▸ **TEXT SEGMENT**:
Creating a more inclusive environment for ELLs starts with the way we plan our courses and includes the way we interact with students in the classroom. Below are some general principles and tips:
Foster an inclusive environment.
- Consider including linguistic diversity in the syllabus statement on diversity/inclusion to show that you both recognize and welcome ELLs. Below is an example of a modified Human Rights Statement, which includes linguistic diversity. Feel free to use or modify.
As an educator and a human being, I care about your growth and wellbeing. I pledge to foster faculty-student relationships of trust and collaborate with you in creating a learning experience that upholds values respecting your unique identities, respecting cultural, racial, and linguistic diversity as well as differences in gender and sexual orientation. I pledge to make sure respect for basic human rights is carried by all students. You can see an elaboration of these values here: www.smu.edu/values. I also expect you to uphold these values in your interactions with your classmates and me.
- Encourage empathic behavior in classroom discussion guidelines.
- Do your best to incorporate ELLs in your classes. Be on the lookout for ELLs that appear to be on the fringe.
- Treat students as individuals. Consider cultural as well as personality differences when attempting to involve students. Recognize that cultures provide individuals with sets of general scripts for interacting in certain situations, but avoid simplistic judgments that overlook regional, class, and subcultural variation.
- Feel free to approach a student about their language proficiency. Be curious rather than accusatory. If you gather class info, ask everyone where they are from and what other language(s) they grew up speaking.

▸ **RECORD EXTRACTS**:
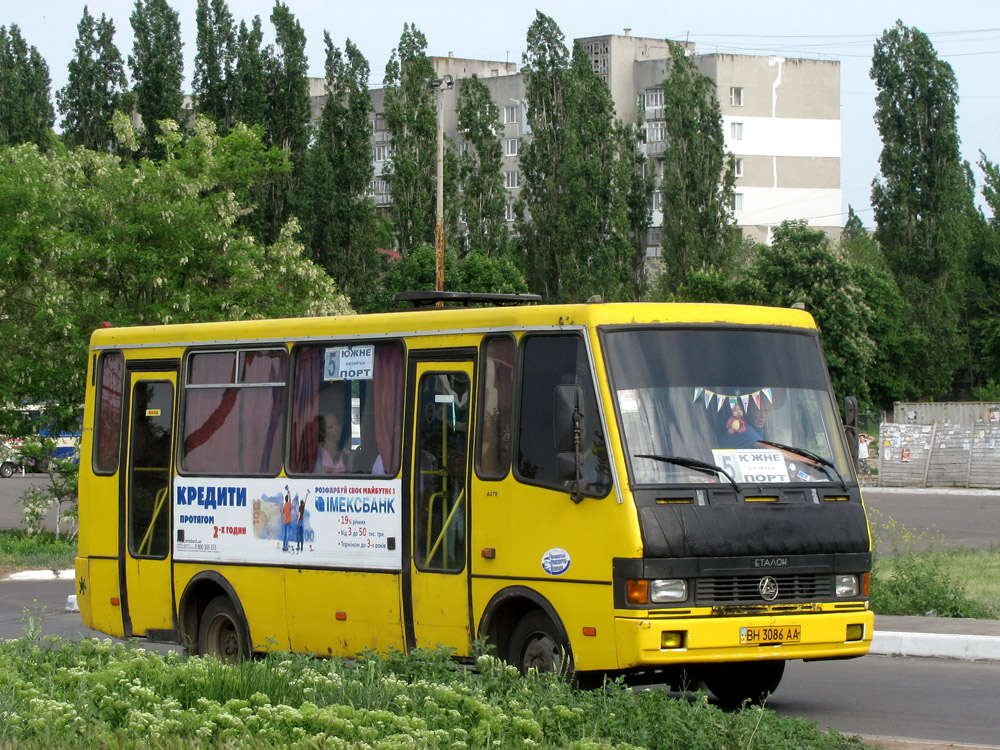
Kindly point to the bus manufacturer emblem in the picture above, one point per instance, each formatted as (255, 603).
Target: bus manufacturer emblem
(768, 588)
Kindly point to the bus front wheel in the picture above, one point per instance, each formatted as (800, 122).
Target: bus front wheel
(222, 632)
(734, 684)
(536, 644)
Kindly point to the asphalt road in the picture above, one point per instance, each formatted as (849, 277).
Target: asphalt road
(934, 700)
(958, 518)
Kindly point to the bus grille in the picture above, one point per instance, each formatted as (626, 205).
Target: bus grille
(746, 589)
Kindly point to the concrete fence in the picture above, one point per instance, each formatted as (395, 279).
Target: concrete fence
(939, 455)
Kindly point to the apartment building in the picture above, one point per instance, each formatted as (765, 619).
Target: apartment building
(781, 120)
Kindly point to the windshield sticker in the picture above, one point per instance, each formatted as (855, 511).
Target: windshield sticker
(555, 561)
(752, 464)
(628, 402)
(349, 363)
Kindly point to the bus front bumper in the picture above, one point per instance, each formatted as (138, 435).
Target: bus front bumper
(661, 641)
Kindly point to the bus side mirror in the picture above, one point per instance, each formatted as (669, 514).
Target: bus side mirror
(568, 429)
(851, 426)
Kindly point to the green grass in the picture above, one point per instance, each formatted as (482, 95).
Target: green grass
(916, 574)
(20, 550)
(96, 694)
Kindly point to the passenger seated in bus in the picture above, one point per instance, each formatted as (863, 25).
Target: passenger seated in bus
(745, 430)
(331, 458)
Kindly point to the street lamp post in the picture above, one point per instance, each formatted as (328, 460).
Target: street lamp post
(436, 85)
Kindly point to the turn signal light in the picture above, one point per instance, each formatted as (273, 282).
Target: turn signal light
(637, 591)
(672, 639)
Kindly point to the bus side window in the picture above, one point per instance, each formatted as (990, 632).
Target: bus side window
(548, 361)
(108, 429)
(347, 409)
(496, 403)
(234, 412)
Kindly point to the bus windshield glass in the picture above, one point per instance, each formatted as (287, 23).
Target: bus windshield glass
(754, 402)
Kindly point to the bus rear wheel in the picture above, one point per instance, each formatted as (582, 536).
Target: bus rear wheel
(222, 632)
(536, 644)
(734, 684)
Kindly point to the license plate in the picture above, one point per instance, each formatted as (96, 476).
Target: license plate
(771, 634)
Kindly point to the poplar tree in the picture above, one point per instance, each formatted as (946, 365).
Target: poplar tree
(26, 113)
(287, 113)
(157, 69)
(249, 89)
(96, 86)
(582, 209)
(214, 63)
(698, 177)
(484, 196)
(342, 226)
(411, 119)
(923, 201)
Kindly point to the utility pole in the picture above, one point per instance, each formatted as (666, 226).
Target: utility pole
(436, 85)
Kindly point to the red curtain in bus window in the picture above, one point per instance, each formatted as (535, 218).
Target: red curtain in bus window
(388, 404)
(305, 409)
(261, 412)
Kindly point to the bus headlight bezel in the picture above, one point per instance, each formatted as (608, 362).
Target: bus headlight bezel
(846, 585)
(668, 590)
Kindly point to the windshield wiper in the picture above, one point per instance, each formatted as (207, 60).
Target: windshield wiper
(691, 463)
(823, 463)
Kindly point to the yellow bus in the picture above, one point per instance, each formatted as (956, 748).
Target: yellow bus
(629, 489)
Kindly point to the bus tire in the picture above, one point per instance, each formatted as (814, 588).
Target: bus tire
(736, 683)
(222, 632)
(536, 643)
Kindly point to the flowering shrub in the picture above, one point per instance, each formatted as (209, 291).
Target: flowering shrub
(95, 693)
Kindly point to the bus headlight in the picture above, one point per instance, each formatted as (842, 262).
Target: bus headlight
(668, 590)
(847, 584)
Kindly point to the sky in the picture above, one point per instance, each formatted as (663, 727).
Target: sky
(965, 33)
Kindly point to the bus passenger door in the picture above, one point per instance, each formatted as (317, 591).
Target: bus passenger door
(147, 591)
(436, 591)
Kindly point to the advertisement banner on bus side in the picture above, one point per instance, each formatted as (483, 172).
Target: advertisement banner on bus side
(342, 523)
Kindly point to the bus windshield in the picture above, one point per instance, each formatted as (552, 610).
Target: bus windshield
(754, 402)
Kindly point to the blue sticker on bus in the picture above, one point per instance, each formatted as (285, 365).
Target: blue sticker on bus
(555, 561)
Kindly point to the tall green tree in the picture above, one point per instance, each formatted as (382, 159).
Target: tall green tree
(249, 89)
(801, 265)
(575, 209)
(411, 119)
(344, 231)
(484, 197)
(698, 177)
(923, 201)
(157, 67)
(26, 113)
(215, 62)
(287, 115)
(92, 238)
(96, 86)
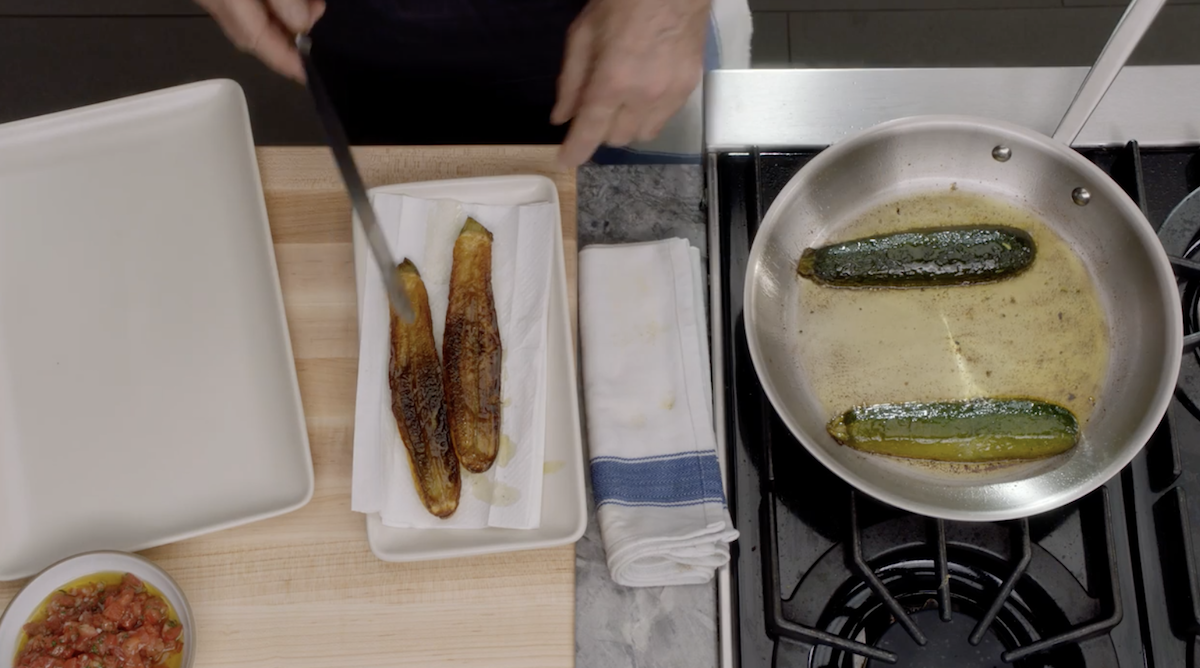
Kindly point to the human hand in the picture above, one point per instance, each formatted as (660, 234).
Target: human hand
(628, 67)
(265, 28)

▸ **WHAT TO WORK ON**:
1: Copy the passage on supporting ELLs in the classroom, everything from "- Treat students" down to "grew up speaking.".
2: Go on with the passage on supporting ELLs in the classroom from the point where it stops.

▸ **RESULTS OF THE EXERCISE**:
1:
- Treat students as individuals. Consider cultural as well as personality differences when attempting to involve students. Recognize that cultures provide individuals with sets of general scripts for interacting in certain situations, but avoid simplistic judgments that overlook regional, class, and subcultural variation.
- Feel free to approach a student about their language proficiency. Be curious rather than accusatory. If you gather class info, ask everyone where they are from and what other language(s) they grew up speaking.

2:
- Allow students to have time to think before discussing, providing discussion questions in advance or using a Think-Pair-Share or Read-Think-Talk-Write strategies.
Make clarity an aim when communicating with students in the classroom.
- Consider your rate of delivery and enunciate clearly. While we do not want to appear as if we are talking down to anybody, we do want to speak as clearly as possible.
- Highlight key points and signpost transitions. Consider providing periodic summaries in your lectures to recap.
- Include slides that periodically reinforce the overarching structure of the lecture rather than just providing one at the beginning and the end of the lecture.
- Reinforce lower frequency or new vocabulary as it is introduced by providing a synonym or alternate terminology. For example, rather than saying, "They were completely discombobulated," we could tack on a brief phrase: "looking around, obviously confused about what was going on."
- Ask questions that elicit specific information to check learners' comprehension rather than settling for a general comprehension check, i.e., "Everybody got that?"
- Use longer pauses after questions to allow all students time to process and to increase willingness to contribute.
- Be patient and let students formulate a response. Never finish a student's sentence unless they ask for help.
Consider potential gaps in background knowledge.
- Consider whether students will catch pop cultural references or other asides that rely on specific cultural knowledge that ELLs may not be privy to. Consider including a brief explanation or omitting obscure references that do not contribute to class learning goals. At times, tangential tidbits simply reinforce generational as well as cultural differences.
- Keep in mind that knowledge is constructed, that learning is a process in which we build upon current mental models or schema. If students are unable to attach knowledge to their current mental models, deep learning is less likely to take place. As educators, we should be trying to help students to attach new learning to preexisting models and to help them to identify when their preexisting mental models are insufficient.
- Provide students with any necessary background knowledge related to the course content beforehand. Some possible strategies for doing this:
- briefly surveying the class and inviting discussion
- including guiding questions that address context
- using a flipped approach that front loads supplemental readings, videos, and activities to prepare students to work with higher levels of cognitive processes in class. Canvas provides a useful platform that is quick, easy, and confidential.